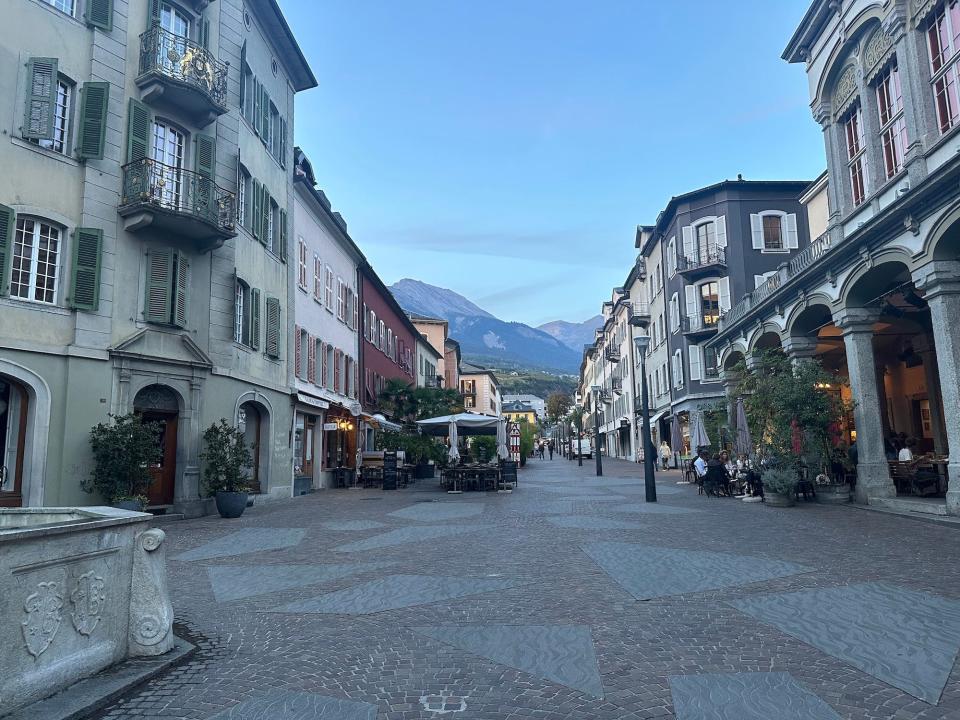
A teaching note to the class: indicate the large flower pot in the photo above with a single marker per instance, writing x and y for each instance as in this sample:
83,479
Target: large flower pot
231,505
833,494
779,499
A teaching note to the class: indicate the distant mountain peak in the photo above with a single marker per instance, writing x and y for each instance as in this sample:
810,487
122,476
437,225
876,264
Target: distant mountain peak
483,336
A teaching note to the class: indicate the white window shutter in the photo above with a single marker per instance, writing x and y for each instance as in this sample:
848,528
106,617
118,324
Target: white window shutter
724,294
756,228
691,293
793,239
721,226
694,357
689,243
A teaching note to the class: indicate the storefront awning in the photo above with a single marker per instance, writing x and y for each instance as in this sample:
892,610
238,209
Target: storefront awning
312,401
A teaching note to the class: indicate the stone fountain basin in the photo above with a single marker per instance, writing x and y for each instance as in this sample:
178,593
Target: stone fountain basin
80,590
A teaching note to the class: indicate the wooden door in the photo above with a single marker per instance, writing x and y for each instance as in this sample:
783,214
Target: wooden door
165,472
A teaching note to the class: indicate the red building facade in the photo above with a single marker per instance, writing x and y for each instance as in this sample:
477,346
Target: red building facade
388,343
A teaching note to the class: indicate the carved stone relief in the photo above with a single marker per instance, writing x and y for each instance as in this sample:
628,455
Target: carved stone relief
43,617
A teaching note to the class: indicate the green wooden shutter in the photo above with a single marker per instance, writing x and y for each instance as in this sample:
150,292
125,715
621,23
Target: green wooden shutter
40,106
255,227
87,252
180,290
255,318
99,13
154,17
159,286
205,155
139,122
7,221
273,328
93,120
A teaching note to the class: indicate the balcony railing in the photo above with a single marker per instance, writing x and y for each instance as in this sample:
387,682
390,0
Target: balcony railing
713,257
699,323
173,57
189,196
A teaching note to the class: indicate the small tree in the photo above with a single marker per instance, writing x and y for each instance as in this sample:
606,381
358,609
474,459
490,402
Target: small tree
123,452
558,405
226,459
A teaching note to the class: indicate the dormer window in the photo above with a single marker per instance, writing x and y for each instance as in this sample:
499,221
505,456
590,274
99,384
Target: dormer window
942,40
856,155
893,127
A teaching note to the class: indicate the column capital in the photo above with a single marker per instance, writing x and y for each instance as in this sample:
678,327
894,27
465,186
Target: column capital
856,320
938,278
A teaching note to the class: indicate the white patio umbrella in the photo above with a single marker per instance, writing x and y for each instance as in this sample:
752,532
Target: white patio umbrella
503,451
698,433
454,453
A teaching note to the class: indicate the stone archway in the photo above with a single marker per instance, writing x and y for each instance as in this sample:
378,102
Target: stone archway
25,432
161,404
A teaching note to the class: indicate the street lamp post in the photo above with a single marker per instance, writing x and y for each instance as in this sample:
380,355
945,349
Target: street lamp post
642,343
596,428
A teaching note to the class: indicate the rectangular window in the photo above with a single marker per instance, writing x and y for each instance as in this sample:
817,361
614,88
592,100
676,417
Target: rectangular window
301,263
36,253
856,155
942,41
62,108
893,126
772,232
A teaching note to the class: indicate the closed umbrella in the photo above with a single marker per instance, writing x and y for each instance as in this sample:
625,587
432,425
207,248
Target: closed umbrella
698,433
503,452
744,443
454,453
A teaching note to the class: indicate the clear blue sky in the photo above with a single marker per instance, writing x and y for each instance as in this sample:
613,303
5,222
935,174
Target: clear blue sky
507,149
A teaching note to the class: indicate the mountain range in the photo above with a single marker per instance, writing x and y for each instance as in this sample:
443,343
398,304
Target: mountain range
487,340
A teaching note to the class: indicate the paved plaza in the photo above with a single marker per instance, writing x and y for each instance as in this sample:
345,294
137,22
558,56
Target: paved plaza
569,599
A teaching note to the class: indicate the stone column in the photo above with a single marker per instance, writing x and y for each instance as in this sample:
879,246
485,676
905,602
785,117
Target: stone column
873,473
151,614
942,292
926,350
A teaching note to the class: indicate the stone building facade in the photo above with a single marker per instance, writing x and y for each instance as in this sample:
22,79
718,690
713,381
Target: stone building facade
140,268
876,296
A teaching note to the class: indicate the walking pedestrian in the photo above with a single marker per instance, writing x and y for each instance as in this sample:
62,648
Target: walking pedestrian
665,453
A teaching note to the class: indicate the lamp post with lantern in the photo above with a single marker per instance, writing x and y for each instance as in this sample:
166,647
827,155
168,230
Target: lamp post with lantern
641,343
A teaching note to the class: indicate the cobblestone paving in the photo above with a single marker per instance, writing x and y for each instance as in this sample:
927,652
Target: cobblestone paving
552,635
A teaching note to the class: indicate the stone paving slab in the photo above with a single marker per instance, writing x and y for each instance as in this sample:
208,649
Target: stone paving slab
284,705
433,511
585,522
652,509
393,592
905,638
402,536
248,540
560,654
746,696
349,525
235,582
647,571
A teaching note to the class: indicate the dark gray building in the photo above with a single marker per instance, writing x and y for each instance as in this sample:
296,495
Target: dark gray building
719,243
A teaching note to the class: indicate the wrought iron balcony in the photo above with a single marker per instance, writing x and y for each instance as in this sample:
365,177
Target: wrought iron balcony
699,325
178,73
703,263
178,201
640,314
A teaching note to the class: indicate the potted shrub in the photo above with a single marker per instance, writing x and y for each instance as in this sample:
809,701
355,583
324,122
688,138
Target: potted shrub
123,451
779,487
226,459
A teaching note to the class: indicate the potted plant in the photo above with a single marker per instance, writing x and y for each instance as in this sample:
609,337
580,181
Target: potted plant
226,459
123,452
779,487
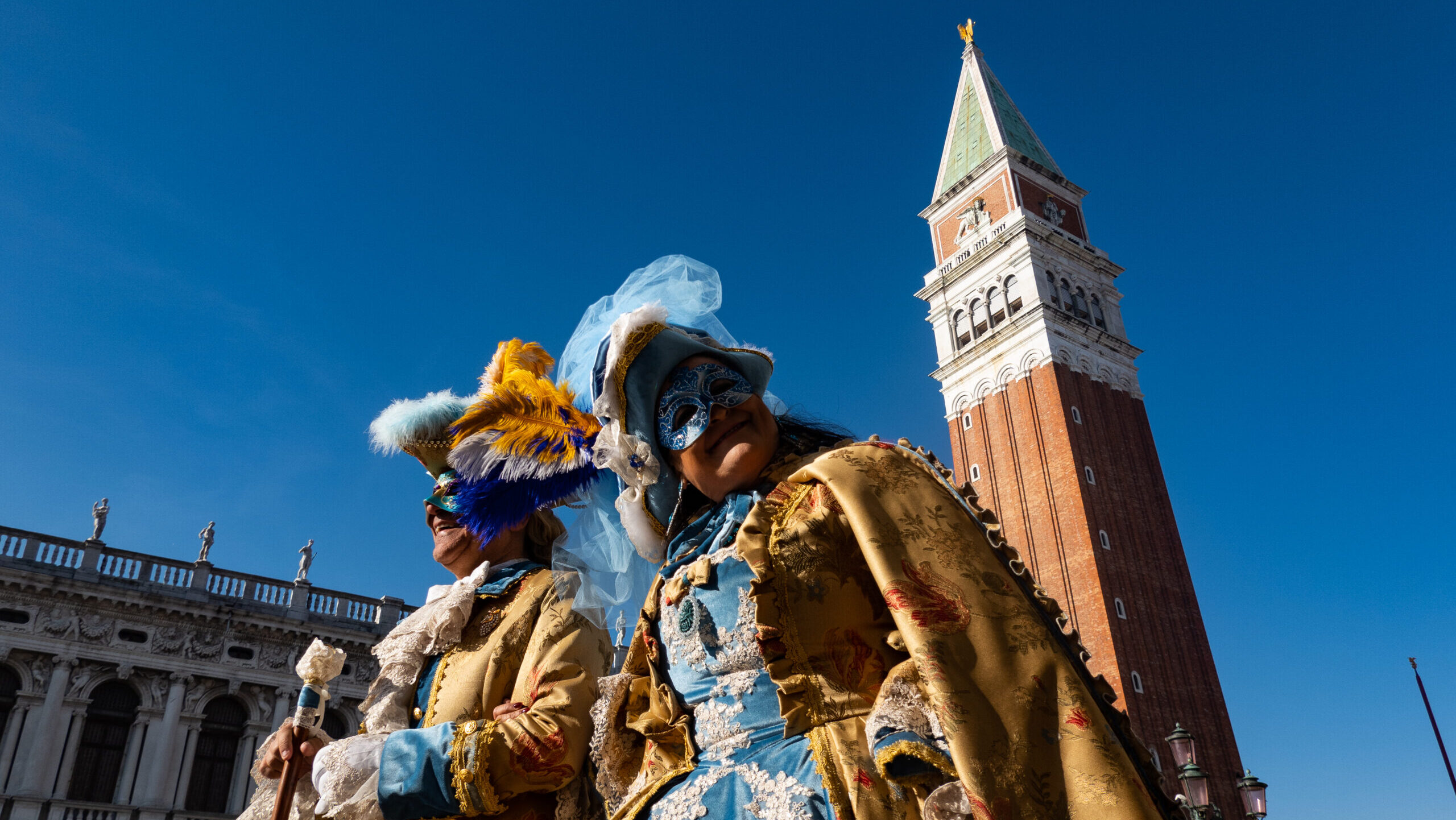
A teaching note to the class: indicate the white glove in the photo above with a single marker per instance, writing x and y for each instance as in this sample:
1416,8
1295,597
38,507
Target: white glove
346,774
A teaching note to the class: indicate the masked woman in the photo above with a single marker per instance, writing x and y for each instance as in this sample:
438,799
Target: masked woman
832,630
481,704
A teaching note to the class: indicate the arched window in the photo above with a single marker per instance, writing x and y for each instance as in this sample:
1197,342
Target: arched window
9,685
104,742
979,318
223,722
1097,313
1012,297
961,328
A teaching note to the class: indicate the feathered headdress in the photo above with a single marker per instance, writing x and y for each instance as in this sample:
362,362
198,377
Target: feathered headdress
522,445
420,427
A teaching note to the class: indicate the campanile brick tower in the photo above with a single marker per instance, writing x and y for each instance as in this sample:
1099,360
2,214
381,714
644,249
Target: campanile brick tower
1049,426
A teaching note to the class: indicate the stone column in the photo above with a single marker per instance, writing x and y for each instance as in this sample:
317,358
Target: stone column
40,752
160,758
73,742
185,772
8,743
242,764
130,761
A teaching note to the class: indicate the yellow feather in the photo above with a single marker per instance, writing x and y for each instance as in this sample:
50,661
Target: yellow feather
532,416
516,356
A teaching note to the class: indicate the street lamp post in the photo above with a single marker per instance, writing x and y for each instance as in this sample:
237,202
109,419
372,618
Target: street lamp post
1194,798
1252,794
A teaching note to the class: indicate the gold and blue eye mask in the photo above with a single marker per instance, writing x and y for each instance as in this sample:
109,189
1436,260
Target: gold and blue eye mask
686,404
445,494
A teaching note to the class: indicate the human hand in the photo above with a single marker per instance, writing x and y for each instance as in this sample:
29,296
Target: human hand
283,746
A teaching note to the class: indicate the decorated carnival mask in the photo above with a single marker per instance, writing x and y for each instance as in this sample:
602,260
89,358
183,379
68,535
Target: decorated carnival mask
445,494
686,405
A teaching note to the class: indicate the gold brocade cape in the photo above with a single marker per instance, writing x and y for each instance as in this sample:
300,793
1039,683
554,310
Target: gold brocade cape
526,645
884,602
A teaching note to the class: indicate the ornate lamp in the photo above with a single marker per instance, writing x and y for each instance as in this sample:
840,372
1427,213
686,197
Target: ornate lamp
1196,787
1252,794
1183,745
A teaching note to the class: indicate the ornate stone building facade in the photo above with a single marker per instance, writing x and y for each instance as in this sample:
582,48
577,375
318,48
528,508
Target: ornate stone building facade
1047,420
139,688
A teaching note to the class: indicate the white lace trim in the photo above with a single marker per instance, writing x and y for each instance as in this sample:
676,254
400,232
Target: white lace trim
609,746
346,774
775,797
402,655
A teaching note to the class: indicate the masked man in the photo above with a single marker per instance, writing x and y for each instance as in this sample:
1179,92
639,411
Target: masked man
481,705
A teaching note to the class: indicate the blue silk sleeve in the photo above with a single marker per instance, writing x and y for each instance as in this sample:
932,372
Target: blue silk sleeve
414,774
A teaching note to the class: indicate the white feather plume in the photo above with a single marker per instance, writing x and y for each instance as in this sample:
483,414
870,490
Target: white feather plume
415,420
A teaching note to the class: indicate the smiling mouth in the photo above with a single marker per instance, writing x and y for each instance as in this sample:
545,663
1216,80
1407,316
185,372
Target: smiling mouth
441,525
727,433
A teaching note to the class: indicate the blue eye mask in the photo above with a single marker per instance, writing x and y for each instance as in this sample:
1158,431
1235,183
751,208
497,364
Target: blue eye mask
686,404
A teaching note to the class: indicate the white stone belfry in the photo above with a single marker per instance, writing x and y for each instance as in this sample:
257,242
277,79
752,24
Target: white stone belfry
1017,284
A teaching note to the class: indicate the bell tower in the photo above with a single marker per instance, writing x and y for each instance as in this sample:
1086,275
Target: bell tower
1047,421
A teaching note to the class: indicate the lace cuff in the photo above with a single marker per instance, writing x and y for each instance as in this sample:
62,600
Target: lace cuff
346,774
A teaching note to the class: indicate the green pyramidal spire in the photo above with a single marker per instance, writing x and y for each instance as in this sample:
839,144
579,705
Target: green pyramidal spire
982,123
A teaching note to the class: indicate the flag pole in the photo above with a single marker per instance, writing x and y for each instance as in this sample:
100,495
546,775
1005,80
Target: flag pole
1436,728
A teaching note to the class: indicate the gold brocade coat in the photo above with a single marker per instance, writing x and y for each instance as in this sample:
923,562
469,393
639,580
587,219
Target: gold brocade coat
887,611
531,647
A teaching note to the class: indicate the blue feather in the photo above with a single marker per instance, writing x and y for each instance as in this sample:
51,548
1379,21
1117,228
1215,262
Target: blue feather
493,506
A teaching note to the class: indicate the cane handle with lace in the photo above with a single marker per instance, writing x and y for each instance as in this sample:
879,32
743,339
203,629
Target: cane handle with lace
319,665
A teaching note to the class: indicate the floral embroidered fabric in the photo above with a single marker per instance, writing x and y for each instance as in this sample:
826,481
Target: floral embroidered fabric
708,627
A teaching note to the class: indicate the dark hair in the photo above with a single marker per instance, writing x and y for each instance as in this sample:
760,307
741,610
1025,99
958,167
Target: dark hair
807,433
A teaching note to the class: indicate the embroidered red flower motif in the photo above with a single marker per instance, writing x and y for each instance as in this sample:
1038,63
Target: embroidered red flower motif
541,759
858,668
928,599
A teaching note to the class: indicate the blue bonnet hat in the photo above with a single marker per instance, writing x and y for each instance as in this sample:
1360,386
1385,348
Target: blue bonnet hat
625,347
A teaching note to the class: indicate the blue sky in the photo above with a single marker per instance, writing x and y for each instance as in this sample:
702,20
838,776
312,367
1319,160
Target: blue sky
232,234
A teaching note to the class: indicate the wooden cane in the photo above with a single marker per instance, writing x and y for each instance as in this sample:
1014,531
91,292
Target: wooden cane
318,666
289,780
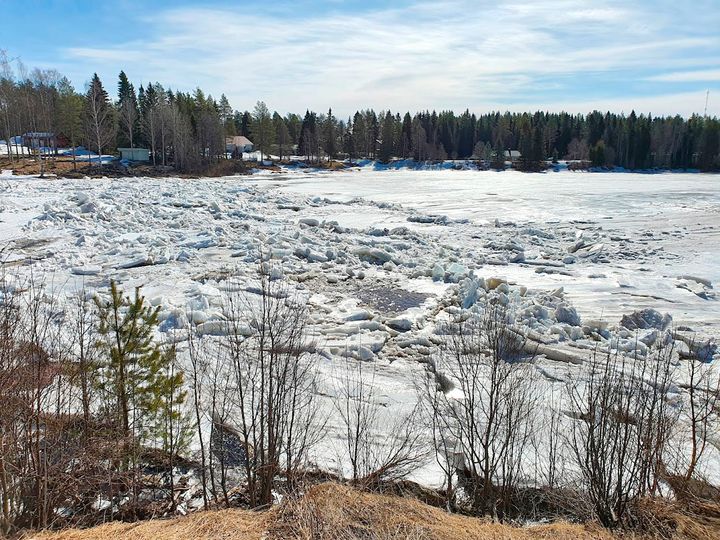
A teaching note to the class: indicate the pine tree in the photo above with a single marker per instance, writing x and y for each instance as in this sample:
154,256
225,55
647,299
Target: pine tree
99,116
137,375
70,114
128,111
387,139
330,136
262,128
282,135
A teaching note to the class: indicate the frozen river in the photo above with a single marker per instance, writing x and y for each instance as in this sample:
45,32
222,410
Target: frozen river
670,221
385,258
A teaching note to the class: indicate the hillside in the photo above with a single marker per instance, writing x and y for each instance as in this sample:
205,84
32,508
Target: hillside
330,511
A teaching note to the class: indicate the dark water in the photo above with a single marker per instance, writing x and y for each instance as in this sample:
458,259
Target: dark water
390,300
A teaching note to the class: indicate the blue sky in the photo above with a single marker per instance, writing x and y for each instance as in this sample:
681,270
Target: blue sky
657,57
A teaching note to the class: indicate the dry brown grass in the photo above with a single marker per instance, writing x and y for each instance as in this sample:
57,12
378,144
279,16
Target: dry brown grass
337,512
220,524
330,512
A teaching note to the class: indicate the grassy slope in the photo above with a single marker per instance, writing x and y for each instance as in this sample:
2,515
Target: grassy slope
330,511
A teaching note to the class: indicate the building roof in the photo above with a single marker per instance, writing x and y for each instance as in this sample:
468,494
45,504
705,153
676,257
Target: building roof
238,140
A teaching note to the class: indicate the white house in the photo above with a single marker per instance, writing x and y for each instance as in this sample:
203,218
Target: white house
239,143
134,154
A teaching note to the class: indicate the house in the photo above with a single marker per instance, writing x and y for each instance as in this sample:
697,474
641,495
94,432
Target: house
134,154
39,139
238,143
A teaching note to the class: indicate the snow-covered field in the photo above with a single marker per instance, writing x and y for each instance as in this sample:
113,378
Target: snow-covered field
386,256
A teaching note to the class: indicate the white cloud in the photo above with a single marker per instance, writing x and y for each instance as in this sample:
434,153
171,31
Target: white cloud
430,55
688,76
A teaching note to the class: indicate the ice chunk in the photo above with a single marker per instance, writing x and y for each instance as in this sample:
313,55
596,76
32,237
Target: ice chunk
646,318
88,270
401,324
567,314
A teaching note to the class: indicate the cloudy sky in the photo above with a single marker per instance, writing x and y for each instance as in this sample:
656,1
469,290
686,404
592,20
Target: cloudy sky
656,57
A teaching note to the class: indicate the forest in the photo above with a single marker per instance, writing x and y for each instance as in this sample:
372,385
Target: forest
188,129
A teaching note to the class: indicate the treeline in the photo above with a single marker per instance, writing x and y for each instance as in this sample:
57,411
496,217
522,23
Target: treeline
188,130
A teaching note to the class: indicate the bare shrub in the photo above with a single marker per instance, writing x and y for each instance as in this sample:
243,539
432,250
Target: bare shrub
623,426
484,424
274,402
380,444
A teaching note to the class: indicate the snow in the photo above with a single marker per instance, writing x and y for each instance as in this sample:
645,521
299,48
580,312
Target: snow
385,257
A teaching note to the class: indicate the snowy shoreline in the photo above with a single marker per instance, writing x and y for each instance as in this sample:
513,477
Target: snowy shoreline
384,259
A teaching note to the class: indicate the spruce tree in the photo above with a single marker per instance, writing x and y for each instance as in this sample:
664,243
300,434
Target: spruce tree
99,116
329,136
128,112
139,378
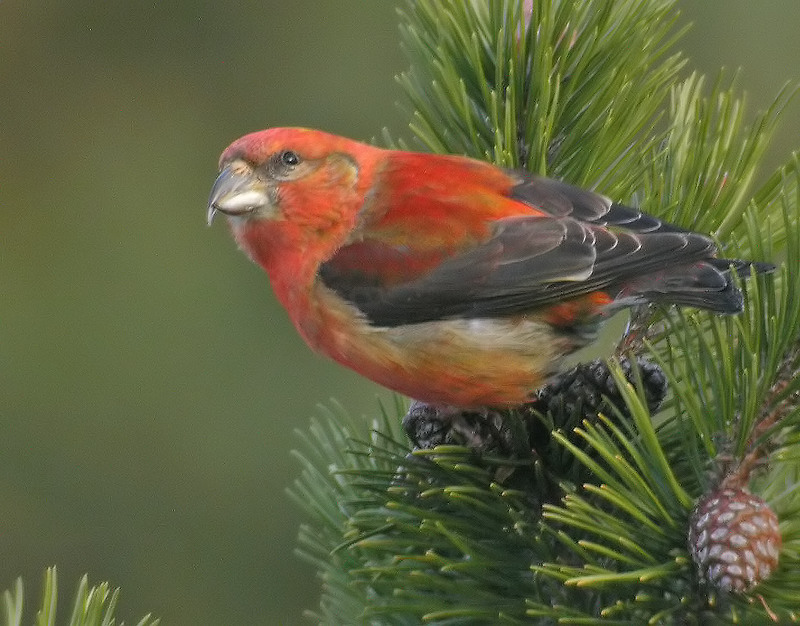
————————
[Do this]: Show each line from the entries above that contains the word "cobblestone", copied in full. Case matters, so count only lines where the capitalization matches.

[Task response]:
A teaching note to the class: indicate the cobblestone paving in the photo above with a single marker per instance, writing x and y for each instance as in this sample:
Target: cobblestone paving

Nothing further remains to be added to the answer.